### Check your understanding
• a. In the Roxy Murray profile below, condense the paragraph beginning "Murray is a disability rights advocate" into a short bulleted list that keeps its main facts.
• b. According to the Roxy Murray profile below, in what year was Murray diagnosed with multiple sclerosis?

### Provided text

- Born: Paddington, London, England
- Other name: Multiple Sclerosis Fashionista
- Education: Middlesex University
- Occupations: stylist, podcaster and disability rights advocate
- Website: https://www.themultiplesclerosisfashionista.com/

= Roxy Murray =

Roxy Murray is a British stylist, podcaster and disability rights advocate. She is the founder of The Sick and Sickening podcast and is known as the "Multiple Sclerosis Fashionista."

== Biography ==
Murray was born in Paddington, London. In 2014, Murray was diagnosed with multiple sclerosis (MS) whilst studying Fashion Design, Styling and Promotion at Middlesex University. She has written about her journey to diagnosis for the Multiple Sclerosis Trust.

Murray is a disability rights advocate and is the founder and host of The Sick and Sickening Podcast. She has campaigned for the sexual rights of disabled people, raising awareness of how people with disabilities are "desexualised, ignored and under-represented" in society and medicine, sharing stories of her experiences in dating and exploring her sexuality with her disability, and collaborating on the Channel 5 programme Adults Only Sexual Healing.

Murray has also worked as a stylist and walked the catwalk at London Fashion Week for the adaptive fashion brand Unhidden Fashion, founded by Victoria Jenkins. She advocates for stylish accessible and adaptable clothing. She has also highlighted the disability employment gap in the UK.

Murray was named a BBC 100 Women in 2024. She is also recognised on the Shaw Trust's Disability Power 100 list.

In June 2025, Murray was awarded an honorary degree by her alma mater Middlesex University in "recognition of her work in fashion, disability advocacy, and inclusion."

### Given data
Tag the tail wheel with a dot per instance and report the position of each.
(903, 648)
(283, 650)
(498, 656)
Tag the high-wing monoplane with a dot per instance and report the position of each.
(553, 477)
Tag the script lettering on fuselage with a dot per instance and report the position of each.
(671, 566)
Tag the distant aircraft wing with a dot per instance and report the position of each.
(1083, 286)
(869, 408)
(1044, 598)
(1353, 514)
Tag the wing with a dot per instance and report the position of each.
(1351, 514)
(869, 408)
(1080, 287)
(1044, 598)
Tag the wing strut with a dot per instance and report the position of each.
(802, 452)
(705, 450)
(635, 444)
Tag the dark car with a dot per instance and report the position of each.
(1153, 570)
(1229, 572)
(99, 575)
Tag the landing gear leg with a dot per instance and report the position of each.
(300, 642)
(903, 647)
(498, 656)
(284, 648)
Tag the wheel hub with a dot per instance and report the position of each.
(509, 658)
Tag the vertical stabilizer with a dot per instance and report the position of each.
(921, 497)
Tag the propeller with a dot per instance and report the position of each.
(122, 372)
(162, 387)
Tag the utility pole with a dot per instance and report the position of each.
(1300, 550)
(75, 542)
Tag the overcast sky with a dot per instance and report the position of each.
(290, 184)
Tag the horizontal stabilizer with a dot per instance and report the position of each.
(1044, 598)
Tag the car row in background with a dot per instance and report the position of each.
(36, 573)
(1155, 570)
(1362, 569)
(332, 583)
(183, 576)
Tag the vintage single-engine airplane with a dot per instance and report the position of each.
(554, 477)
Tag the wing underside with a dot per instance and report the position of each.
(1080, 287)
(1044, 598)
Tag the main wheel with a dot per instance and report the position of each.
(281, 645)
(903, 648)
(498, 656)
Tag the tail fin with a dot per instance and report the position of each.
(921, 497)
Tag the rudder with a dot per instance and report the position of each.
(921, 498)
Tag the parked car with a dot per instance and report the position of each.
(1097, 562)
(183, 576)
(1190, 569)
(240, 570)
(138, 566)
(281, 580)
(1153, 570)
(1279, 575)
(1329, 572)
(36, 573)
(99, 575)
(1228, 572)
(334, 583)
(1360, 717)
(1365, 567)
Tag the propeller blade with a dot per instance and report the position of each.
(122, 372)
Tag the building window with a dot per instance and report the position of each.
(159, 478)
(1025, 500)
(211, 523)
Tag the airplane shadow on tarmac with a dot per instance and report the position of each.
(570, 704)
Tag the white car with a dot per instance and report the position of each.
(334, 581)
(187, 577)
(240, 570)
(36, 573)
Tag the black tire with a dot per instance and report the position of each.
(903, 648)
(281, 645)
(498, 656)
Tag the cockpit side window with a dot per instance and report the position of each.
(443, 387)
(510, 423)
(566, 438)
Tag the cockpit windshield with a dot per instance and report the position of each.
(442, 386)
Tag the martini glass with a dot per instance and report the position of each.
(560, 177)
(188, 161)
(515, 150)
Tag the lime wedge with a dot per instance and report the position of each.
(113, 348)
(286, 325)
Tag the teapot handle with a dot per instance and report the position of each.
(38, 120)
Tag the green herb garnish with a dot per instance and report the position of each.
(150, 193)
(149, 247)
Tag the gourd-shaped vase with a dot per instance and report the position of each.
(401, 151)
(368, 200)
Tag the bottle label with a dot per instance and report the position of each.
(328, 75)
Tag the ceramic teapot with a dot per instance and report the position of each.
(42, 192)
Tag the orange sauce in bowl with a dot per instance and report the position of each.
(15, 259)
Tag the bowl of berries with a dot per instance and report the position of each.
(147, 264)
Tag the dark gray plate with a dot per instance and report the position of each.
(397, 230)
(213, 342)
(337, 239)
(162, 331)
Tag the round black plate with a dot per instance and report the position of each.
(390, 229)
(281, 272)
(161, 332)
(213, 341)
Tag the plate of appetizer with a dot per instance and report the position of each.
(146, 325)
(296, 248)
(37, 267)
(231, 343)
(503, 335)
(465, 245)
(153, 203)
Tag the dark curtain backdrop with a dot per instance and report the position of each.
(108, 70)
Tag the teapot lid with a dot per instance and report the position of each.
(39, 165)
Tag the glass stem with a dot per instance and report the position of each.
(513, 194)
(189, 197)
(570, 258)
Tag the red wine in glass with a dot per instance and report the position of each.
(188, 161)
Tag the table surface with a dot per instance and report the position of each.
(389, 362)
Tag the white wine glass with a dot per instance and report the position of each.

### Responses to the tasks
• a.
- Disability rights advocate and founder and host of The Sick and Sickening Podcast
- Campaigns for the sexual rights of disabled people, raising awareness of how they are "desexualised, ignored and under-represented" in society and medicine
- Shares stories of dating and exploring her sexuality with her disability
- Collaborated on the Channel 5 programme Adults Only Sexual Healing

• b. 2014